> _Directions for this task_:
Start with the line containing "Practice. Point out each instance of the distant" and write out each line through the end of the listing, exactly as given.

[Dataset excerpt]
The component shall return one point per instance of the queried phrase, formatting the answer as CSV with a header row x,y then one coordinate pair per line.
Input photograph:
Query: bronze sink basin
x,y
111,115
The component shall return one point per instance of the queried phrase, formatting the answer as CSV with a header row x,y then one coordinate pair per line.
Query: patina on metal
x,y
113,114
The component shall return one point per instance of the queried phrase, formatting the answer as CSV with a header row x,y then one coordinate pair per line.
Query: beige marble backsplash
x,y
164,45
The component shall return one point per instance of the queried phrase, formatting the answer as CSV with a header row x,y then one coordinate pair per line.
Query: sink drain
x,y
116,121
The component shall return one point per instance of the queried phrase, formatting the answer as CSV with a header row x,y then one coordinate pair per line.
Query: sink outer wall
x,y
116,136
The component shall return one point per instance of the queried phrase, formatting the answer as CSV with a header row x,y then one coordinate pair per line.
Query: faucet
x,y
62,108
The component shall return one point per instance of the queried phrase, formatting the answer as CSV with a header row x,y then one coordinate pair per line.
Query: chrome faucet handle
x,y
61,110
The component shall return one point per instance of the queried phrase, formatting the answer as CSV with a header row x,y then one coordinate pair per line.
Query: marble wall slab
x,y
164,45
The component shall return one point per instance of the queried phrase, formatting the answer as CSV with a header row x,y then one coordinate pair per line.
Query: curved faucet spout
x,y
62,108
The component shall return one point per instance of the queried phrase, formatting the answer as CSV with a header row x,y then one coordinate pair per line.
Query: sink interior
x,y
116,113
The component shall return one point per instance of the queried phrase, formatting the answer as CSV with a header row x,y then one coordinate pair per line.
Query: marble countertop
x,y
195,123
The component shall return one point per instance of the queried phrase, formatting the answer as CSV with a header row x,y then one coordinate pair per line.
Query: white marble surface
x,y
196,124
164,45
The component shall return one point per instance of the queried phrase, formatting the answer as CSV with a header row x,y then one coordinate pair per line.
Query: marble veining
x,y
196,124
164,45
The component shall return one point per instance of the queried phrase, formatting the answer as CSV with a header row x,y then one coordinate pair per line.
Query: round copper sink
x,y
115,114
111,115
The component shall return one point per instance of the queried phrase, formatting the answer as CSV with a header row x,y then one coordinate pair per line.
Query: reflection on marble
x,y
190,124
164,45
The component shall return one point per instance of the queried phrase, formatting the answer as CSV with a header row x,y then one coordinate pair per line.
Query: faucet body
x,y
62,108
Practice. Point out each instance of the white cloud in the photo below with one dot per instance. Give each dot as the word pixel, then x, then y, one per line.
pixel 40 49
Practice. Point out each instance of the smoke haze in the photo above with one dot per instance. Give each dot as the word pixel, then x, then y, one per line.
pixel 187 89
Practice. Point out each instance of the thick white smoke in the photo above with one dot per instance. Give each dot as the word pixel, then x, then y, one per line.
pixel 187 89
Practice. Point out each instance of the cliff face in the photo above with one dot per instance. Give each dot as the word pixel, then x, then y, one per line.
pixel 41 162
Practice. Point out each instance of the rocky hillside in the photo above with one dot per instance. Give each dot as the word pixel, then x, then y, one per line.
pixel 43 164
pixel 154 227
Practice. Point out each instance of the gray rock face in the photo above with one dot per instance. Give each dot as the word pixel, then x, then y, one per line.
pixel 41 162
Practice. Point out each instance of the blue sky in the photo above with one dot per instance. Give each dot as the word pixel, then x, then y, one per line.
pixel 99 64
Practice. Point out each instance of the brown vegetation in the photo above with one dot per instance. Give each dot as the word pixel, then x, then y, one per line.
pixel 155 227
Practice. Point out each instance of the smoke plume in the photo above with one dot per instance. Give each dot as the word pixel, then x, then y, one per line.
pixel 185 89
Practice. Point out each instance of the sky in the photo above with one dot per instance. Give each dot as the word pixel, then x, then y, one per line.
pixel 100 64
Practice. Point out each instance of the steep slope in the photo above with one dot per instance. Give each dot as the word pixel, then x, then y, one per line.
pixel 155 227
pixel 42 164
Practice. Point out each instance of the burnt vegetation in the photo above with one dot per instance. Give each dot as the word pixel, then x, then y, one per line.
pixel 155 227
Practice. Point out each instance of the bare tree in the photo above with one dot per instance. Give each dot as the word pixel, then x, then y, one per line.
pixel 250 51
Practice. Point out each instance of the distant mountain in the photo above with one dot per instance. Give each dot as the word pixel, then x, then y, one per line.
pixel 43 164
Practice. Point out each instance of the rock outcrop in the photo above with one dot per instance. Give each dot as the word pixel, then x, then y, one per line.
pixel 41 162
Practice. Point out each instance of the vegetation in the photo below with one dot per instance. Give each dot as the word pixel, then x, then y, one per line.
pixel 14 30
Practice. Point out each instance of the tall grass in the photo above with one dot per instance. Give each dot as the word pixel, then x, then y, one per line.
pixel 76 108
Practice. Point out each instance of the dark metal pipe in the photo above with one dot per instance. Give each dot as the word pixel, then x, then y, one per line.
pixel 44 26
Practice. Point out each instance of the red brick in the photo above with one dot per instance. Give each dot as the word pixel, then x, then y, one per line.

> _Problem solution_:
Practice. Point out each instance of the distant mountain in the photo above with one dot per instance. Give each dot as the word pixel, then x, then y, one per line.
pixel 43 164
Practice. Point out each instance of the rock outcrop in the photo above with one dot per instance. Give each dot as the word pixel, then x, then y, one per line.
pixel 41 162
Practice. Point out each instance of the vegetation in the photo below with one dot per instance. Give each dot as the word pixel, then x, then y, one per line.
pixel 14 30
Practice. Point out each instance of the tall grass in the photo above with one dot per instance. Give each dot as the word pixel, then x, then y, one per line.
pixel 76 108
Practice. Point out each instance of the dark metal pipe in the photo above with one dot per instance. Give each dot as the word pixel, then x, then y, one per line.
pixel 44 26
Practice. Point out each instance of the red brick in the photo above with one dot per instance. Give each dot as the word pixel, then x, then y, one per line.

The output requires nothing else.